** START Available records **
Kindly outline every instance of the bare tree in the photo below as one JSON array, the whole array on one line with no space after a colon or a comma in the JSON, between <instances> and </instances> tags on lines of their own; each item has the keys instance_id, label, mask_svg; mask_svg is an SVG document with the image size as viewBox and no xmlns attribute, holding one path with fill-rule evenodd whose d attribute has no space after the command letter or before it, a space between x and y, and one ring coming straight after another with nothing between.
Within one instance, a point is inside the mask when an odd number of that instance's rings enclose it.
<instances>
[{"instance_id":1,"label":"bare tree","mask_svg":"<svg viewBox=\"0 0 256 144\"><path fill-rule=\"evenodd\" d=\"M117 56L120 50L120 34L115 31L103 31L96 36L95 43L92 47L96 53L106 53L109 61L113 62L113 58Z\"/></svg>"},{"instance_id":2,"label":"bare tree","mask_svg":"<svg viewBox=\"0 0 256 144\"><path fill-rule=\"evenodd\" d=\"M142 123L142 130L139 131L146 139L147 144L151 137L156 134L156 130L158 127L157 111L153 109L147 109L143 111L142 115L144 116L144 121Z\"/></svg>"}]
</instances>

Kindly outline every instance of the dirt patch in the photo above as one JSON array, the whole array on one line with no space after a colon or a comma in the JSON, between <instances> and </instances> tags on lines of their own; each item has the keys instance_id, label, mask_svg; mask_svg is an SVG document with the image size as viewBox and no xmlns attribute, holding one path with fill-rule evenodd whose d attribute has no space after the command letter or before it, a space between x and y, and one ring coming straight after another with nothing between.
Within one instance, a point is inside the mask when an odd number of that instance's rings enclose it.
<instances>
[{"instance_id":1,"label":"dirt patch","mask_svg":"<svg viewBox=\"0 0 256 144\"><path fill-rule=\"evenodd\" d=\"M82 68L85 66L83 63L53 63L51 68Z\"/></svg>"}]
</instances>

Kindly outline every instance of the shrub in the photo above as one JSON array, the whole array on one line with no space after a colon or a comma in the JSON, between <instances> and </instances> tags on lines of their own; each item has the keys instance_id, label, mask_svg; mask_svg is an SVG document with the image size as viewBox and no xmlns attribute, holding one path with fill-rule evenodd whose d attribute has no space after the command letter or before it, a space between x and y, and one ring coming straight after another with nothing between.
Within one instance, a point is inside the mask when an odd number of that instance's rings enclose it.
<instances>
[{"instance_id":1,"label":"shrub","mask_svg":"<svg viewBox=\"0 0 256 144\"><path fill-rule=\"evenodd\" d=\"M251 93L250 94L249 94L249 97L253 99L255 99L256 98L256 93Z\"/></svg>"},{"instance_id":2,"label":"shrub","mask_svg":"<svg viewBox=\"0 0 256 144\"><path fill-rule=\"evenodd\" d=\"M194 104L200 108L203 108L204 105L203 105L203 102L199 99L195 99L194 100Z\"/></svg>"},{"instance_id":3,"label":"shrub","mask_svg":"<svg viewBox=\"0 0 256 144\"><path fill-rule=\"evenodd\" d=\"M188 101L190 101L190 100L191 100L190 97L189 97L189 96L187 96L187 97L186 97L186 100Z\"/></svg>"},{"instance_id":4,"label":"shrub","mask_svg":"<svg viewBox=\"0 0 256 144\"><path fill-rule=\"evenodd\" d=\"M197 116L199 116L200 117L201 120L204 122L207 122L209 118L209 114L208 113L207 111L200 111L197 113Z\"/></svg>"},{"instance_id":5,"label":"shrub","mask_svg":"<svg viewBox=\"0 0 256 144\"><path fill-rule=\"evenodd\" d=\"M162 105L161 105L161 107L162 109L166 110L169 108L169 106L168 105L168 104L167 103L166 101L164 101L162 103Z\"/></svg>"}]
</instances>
** END Available records **
**Work to complete:** Repeat every record, exactly as written.

**Final answer:**
Kindly outline every instance of the bare tree in the photo below as one JSON array, the whole array on one line with no space after a colon or a comma in the JSON, between <instances> and </instances> tags on lines of their own; each item has the keys instance_id, label, mask_svg; mask_svg is an SVG document with the image size as viewBox and no xmlns attribute, holding one path with fill-rule evenodd whose d attribute has no space after the command letter or before it, a space between x and y, and one ring coming straight after another with nothing between.
Within one instance, a point is inside the mask when an odd number of that instance's rings enclose it.
<instances>
[{"instance_id":1,"label":"bare tree","mask_svg":"<svg viewBox=\"0 0 256 144\"><path fill-rule=\"evenodd\" d=\"M117 56L120 50L120 34L115 31L103 31L96 36L95 43L92 47L96 53L106 53L109 61L113 62L113 58Z\"/></svg>"},{"instance_id":2,"label":"bare tree","mask_svg":"<svg viewBox=\"0 0 256 144\"><path fill-rule=\"evenodd\" d=\"M142 123L142 130L139 131L146 139L147 144L151 137L156 134L156 130L158 127L157 111L153 109L147 109L143 111L142 115L144 116L144 121Z\"/></svg>"}]
</instances>

Kindly outline every instance of the dirt patch in the photo above as one JSON array, the whole array on one line with no space after a colon or a comma in the JSON, between <instances> and </instances> tags on lines of their own; each item has the keys instance_id, label, mask_svg; mask_svg is an SVG document with the image size as viewBox and no xmlns attribute, holding one path with fill-rule evenodd whose d attribute has no space after the command letter or before it, a space between x and y, and one ring coming straight after another with nothing between.
Within one instance, a point is inside the mask when an odd number of that instance's rings enclose it.
<instances>
[{"instance_id":1,"label":"dirt patch","mask_svg":"<svg viewBox=\"0 0 256 144\"><path fill-rule=\"evenodd\" d=\"M82 68L85 66L83 63L53 63L51 68Z\"/></svg>"}]
</instances>

Kindly outline every instance of the shrub in the photo above as one JSON array, the whole array on one line with no space after a colon or a comma in the JSON, between <instances> and </instances> tags on lines of their own; each item has the keys instance_id, label, mask_svg; mask_svg is an SVG document with the image size as viewBox and no xmlns attribute, holding one path with fill-rule evenodd whose d attribute has no space after the command letter or before it, a space between x and y, and one ring coming straight after another with nothing between.
Within one instance, a point is inside the mask when an odd number of that instance's rings enclose it.
<instances>
[{"instance_id":1,"label":"shrub","mask_svg":"<svg viewBox=\"0 0 256 144\"><path fill-rule=\"evenodd\" d=\"M251 93L250 94L249 94L249 97L253 99L255 99L256 98L256 93Z\"/></svg>"},{"instance_id":2,"label":"shrub","mask_svg":"<svg viewBox=\"0 0 256 144\"><path fill-rule=\"evenodd\" d=\"M194 104L200 108L203 108L204 105L203 105L203 102L199 99L195 99L194 100Z\"/></svg>"},{"instance_id":3,"label":"shrub","mask_svg":"<svg viewBox=\"0 0 256 144\"><path fill-rule=\"evenodd\" d=\"M188 101L190 101L190 100L191 100L190 97L189 97L189 96L187 96L187 97L186 97L186 100Z\"/></svg>"},{"instance_id":4,"label":"shrub","mask_svg":"<svg viewBox=\"0 0 256 144\"><path fill-rule=\"evenodd\" d=\"M197 116L199 116L200 117L201 120L204 122L207 122L209 118L209 114L208 113L207 111L200 111L197 113Z\"/></svg>"},{"instance_id":5,"label":"shrub","mask_svg":"<svg viewBox=\"0 0 256 144\"><path fill-rule=\"evenodd\" d=\"M162 105L161 105L161 107L162 109L166 110L169 108L169 106L168 105L168 104L167 103L166 101L164 101L162 103Z\"/></svg>"}]
</instances>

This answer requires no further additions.